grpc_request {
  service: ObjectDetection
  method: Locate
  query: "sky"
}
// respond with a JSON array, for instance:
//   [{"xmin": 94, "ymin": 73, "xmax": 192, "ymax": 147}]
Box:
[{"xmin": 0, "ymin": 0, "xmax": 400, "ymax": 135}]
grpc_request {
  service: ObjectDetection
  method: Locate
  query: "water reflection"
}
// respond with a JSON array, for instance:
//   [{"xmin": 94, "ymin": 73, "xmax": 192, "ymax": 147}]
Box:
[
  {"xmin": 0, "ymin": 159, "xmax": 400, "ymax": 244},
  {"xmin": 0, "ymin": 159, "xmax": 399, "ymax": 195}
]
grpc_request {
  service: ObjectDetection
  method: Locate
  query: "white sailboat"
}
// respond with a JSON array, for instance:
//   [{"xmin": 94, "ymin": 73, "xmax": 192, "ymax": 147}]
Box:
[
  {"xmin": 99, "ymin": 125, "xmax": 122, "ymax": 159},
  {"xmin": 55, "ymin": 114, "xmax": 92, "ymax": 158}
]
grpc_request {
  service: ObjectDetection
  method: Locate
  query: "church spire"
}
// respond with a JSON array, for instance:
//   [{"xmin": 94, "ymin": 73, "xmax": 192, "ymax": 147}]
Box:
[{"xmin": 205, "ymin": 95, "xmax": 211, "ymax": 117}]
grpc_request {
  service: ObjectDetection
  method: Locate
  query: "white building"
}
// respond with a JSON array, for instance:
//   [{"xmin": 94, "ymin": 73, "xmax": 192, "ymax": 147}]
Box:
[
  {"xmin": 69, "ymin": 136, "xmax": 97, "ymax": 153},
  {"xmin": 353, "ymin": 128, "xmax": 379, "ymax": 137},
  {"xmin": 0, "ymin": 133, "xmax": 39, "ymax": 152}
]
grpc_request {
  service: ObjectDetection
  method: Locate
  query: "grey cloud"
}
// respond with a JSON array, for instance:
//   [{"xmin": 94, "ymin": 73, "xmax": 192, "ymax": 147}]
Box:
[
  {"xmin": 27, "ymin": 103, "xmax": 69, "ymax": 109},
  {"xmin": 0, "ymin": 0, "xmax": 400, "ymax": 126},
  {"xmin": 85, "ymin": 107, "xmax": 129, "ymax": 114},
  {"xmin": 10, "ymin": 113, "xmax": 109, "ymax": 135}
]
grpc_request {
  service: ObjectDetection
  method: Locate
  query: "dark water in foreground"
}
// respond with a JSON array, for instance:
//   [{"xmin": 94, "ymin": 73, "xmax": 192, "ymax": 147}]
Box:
++++
▸ PROBLEM: Find each line in the items above that contains the word "water" and copy those lines out.

▸ SOLUTION FOR THIS EXERCISE:
  query: "water reflection"
  query: "dark water in foreground"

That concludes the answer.